• **Exercise requirements**: Everything except the pictures should be printed exactly as it appears in the records.

• **Entries provided**:
----

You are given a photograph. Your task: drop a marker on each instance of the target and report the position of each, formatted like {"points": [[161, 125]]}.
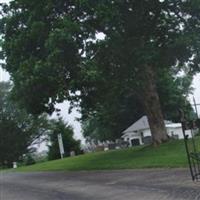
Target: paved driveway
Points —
{"points": [[164, 184]]}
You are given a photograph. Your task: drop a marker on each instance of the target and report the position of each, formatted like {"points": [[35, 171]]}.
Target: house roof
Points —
{"points": [[143, 124], [140, 124]]}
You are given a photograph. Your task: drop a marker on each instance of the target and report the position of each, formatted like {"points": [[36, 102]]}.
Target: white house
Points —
{"points": [[139, 132]]}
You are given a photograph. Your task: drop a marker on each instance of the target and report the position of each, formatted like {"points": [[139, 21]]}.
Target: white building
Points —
{"points": [[139, 132]]}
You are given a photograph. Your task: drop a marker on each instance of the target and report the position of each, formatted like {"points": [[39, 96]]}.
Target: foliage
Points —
{"points": [[18, 130], [59, 53], [170, 154], [69, 143], [115, 114]]}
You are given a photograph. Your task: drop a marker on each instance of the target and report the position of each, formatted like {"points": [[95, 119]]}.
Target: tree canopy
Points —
{"points": [[18, 130], [51, 50]]}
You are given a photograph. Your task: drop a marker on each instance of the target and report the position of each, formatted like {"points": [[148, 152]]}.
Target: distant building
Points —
{"points": [[139, 132]]}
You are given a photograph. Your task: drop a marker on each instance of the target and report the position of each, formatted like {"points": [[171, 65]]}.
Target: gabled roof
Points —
{"points": [[140, 124], [143, 124]]}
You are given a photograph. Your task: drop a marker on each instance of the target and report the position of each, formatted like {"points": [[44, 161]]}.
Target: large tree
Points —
{"points": [[18, 130], [51, 49]]}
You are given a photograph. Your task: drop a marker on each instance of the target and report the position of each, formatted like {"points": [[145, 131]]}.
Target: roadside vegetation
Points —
{"points": [[170, 154]]}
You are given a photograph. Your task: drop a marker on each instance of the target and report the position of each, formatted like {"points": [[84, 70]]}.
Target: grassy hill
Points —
{"points": [[171, 154]]}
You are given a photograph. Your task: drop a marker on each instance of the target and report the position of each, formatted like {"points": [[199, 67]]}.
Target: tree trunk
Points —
{"points": [[152, 107]]}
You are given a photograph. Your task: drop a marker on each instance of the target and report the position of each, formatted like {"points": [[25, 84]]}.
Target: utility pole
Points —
{"points": [[61, 147], [195, 106]]}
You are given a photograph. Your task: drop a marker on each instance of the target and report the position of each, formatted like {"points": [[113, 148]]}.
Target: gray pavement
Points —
{"points": [[152, 184]]}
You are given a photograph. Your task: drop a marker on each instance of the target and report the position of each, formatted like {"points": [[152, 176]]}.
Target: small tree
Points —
{"points": [[69, 143]]}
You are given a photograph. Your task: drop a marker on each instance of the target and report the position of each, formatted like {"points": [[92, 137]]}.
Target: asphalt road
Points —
{"points": [[157, 184]]}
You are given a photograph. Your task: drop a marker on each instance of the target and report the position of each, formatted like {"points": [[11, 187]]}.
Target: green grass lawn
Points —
{"points": [[171, 154]]}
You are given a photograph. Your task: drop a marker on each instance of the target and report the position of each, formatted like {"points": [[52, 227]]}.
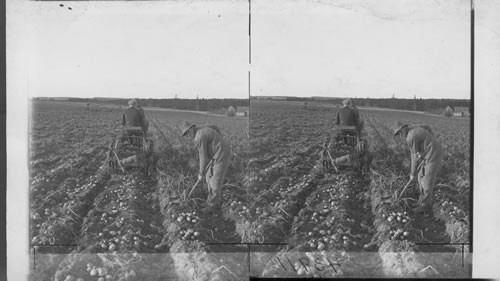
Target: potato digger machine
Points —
{"points": [[346, 149], [131, 148]]}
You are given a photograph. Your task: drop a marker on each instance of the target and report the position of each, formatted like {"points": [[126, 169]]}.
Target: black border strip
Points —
{"points": [[471, 110]]}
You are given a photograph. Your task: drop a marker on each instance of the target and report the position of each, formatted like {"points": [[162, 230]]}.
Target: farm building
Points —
{"points": [[242, 111], [461, 111]]}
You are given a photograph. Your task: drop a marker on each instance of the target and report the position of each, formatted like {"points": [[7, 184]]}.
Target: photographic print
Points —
{"points": [[247, 139], [360, 137], [138, 141]]}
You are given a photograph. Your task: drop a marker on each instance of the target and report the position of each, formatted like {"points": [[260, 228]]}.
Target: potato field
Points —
{"points": [[283, 215]]}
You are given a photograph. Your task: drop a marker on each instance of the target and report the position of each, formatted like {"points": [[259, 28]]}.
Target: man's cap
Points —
{"points": [[398, 126], [185, 126], [347, 102], [132, 102]]}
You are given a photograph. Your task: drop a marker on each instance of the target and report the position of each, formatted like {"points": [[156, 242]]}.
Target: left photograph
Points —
{"points": [[138, 141]]}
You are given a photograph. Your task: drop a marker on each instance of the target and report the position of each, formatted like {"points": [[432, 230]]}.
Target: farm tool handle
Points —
{"points": [[404, 188], [333, 161], [420, 166], [118, 161], [198, 181]]}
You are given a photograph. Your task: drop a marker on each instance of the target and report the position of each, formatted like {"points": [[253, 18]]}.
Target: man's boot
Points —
{"points": [[210, 208]]}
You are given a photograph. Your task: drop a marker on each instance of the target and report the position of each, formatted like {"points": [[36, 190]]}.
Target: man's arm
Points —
{"points": [[414, 140], [203, 153]]}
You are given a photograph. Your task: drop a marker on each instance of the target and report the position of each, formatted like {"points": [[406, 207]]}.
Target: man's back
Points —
{"points": [[346, 117], [132, 117]]}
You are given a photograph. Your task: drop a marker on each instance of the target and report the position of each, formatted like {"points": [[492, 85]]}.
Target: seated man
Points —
{"points": [[133, 117], [347, 116]]}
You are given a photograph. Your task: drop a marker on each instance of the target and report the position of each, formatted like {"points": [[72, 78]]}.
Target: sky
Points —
{"points": [[342, 48], [148, 49], [363, 48]]}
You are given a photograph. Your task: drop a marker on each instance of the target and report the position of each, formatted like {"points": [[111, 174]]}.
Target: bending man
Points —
{"points": [[426, 157], [211, 147]]}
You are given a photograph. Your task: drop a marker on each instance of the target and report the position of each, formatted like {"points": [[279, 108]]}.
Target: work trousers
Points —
{"points": [[215, 181], [427, 179]]}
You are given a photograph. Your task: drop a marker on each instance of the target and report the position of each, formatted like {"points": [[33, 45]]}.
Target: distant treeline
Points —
{"points": [[186, 104], [405, 104]]}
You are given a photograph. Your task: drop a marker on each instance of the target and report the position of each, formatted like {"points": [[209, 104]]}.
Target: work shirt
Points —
{"points": [[211, 145], [347, 116], [133, 117], [423, 146]]}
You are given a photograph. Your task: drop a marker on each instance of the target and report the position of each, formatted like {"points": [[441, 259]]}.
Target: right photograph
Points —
{"points": [[360, 138]]}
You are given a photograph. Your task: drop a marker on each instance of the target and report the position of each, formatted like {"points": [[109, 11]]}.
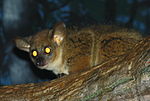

----

• **Problem solution**:
You are given a photograph. Your task: drop a marker on each instance of the target and report the position of each, formatted like {"points": [[161, 125]]}.
Target: paved driveway
Points —
{"points": [[164, 184]]}
You are given a photograph. Your task: drop a marker on each instance of the target and report the position of each, formatted like {"points": [[35, 171]]}.
Target: house roof
Points —
{"points": [[143, 124], [140, 124]]}
You are given a photograph. Your task: drop a marker on each instance of the target and report the position of each, formatted like {"points": [[36, 102]]}.
Target: white house
Points —
{"points": [[139, 132]]}
You are given a photograph. Your task: drop a marker on each instance of the target and report the position of each, formatted like {"points": [[139, 21]]}.
Target: white building
Points —
{"points": [[139, 132]]}
You are given a photograph. Your task: drop a marker on each instance of the target and report the position of each, formatted like {"points": [[39, 96]]}.
Target: foliage
Points —
{"points": [[18, 130], [59, 53], [170, 154], [69, 143], [115, 114]]}
You are given a photograph. Your task: drop a marker on each instance of the target and report the position of each, formatted like {"points": [[95, 119]]}.
Target: tree canopy
Points —
{"points": [[18, 130], [51, 50]]}
You are given a photograph. Your task: drop a marker on each instance of the target and report the position of each, formatted like {"points": [[148, 152]]}.
Target: distant building
Points —
{"points": [[139, 132]]}
You are given a photograph. Your task: drop a marker on each instance of the target and report the position of each, formatted like {"points": [[171, 65]]}.
Target: gabled roof
Points —
{"points": [[140, 124], [143, 124]]}
You are given a photograph. Your task: drop a marker on each instance of the target and report the position of each, formatted like {"points": [[44, 161]]}.
Target: large tree
Points —
{"points": [[18, 130], [51, 49]]}
You are given a photograph. Your task: drop a marker on each instance of the target and report the position of each, formatted like {"points": [[145, 131]]}.
Target: roadside vegetation
Points —
{"points": [[170, 154]]}
You are given a photograph. Your task: drop a marker on each instance of the target and report the position of each, formatted like {"points": [[84, 70]]}.
Target: grassy hill
Points —
{"points": [[171, 154]]}
You are given a photograph. Your task: drop a marker on each instance of the target and report the position of each, formatted like {"points": [[199, 67]]}.
Target: tree trunk
Points —
{"points": [[152, 107]]}
You are given a photograph. Your task: drop a marker on each instance of the target and report the position of each, formatted like {"points": [[25, 84]]}.
Target: utility pole
Points —
{"points": [[61, 147], [195, 106]]}
You are given a photograph. Your task: drop a marker on each instance of the target and report the position of each, formatted like {"points": [[113, 148]]}.
Target: gray pavement
Points —
{"points": [[152, 184]]}
You are given a photograph. Your task: drop a marker on each instance of the target and report the position of each, formatted like {"points": [[152, 176]]}.
Target: small tree
Points —
{"points": [[69, 143]]}
You are given a photograph. Your task: drop a marker on each instance of the target and report the position of each, formatted like {"points": [[92, 137]]}.
Target: asphalt road
Points —
{"points": [[157, 184]]}
You are given a photograph. Your task: drop a marker on each instance of the target and report the position of each, formatted like {"points": [[11, 187]]}.
Target: green grass lawn
Points —
{"points": [[171, 154]]}
You are given a photograph. Your task: drop a marker on each instance of the target and report the position of each, formatted like {"points": [[52, 227]]}.
Target: potato digger machine
Points —
{"points": [[346, 149], [131, 148]]}
You are given a photograph. Your task: drop a marker on each instance of the target and report the position of each, formatted like {"points": [[126, 169]]}.
Target: black border strip
Points —
{"points": [[471, 110]]}
You are given a photograph. Your task: drop a marker on each instance of the target and report the position of each, formatted like {"points": [[162, 230]]}.
Target: farm building
Points —
{"points": [[242, 111], [461, 111]]}
You are given a photograph. Your task: drop a marker on each instance of the target and report the position of each, formatted like {"points": [[7, 184]]}.
Target: photographic print
Points —
{"points": [[247, 139], [360, 137], [138, 141]]}
You are given a photograph. Your task: drop a marker on each instance of the target and report the position of each, formatted like {"points": [[260, 228]]}.
Target: potato field
Points —
{"points": [[283, 215]]}
You are given a photograph. Your task: drop a marker on each instance of the target and report the position of each, formatted like {"points": [[259, 28]]}.
Target: man's cap
Points —
{"points": [[398, 126], [185, 126], [347, 102], [132, 102]]}
You are given a photograph. Your task: drop a marker on each instance of the target and report the position of each, formatted like {"points": [[156, 242]]}.
Target: left photograph
Points —
{"points": [[138, 141]]}
You are given a photograph. Your task: drop a marker on each instance of the target and report the position of each, formatted like {"points": [[432, 230]]}.
Target: farm tool handle
Points —
{"points": [[404, 188], [333, 161], [420, 166], [118, 161], [198, 181]]}
You are given a photograph. Your task: drop a marker on each instance of the target and report the position of each, formatted like {"points": [[253, 18]]}.
Target: man's boot
Points —
{"points": [[210, 208]]}
You are given a photograph. Your task: drop a marker on each instance of the target and report the position of each, formatted like {"points": [[36, 190]]}.
Target: man's arm
Points —
{"points": [[414, 140], [203, 153]]}
You are given a photograph. Your task: drop a marker on each instance of the target and report the position of each, formatted like {"points": [[406, 207]]}.
Target: man's back
Points —
{"points": [[346, 117], [132, 117]]}
You are given a photograph. Your task: drop a marker on each instance of the target and report the position of each, formatted like {"points": [[492, 85]]}.
Target: seated man
Points —
{"points": [[133, 117], [347, 116]]}
You are given a photograph. Your task: drop a marker on each instance of the target and report the position of each, formatted like {"points": [[72, 78]]}.
Target: sky
Points —
{"points": [[342, 48], [148, 49], [363, 48]]}
You are given a photograph. Your task: drop a marker on each instance of the target and report the position of each, formatted like {"points": [[111, 174]]}.
Target: bending man
Points —
{"points": [[426, 157], [211, 147]]}
You are given a photograph. Your task: drop a marker on each instance of the target and report the position of each, formatted like {"points": [[279, 108]]}.
Target: work trousers
Points —
{"points": [[215, 181], [427, 179]]}
You are given a photograph. Your task: drop a marker on each instance of the target and report the position of each, formatted like {"points": [[33, 45]]}.
Target: distant treeline
Points —
{"points": [[186, 104], [405, 104]]}
You are given a photograph. Your task: drop a marker on each instance of the target and report the position of each, formatted like {"points": [[209, 104]]}.
Target: work shirt
Points —
{"points": [[211, 145], [347, 116], [133, 117], [423, 146]]}
You are given a photograph. Your task: drop a marker on each instance of the target and report the position of each, formatted like {"points": [[441, 259]]}.
Target: right photograph
Points —
{"points": [[360, 138]]}
You are given a photograph. Your task: drop a marker on each instance of the target and report the position of each, formatted like {"points": [[109, 11]]}.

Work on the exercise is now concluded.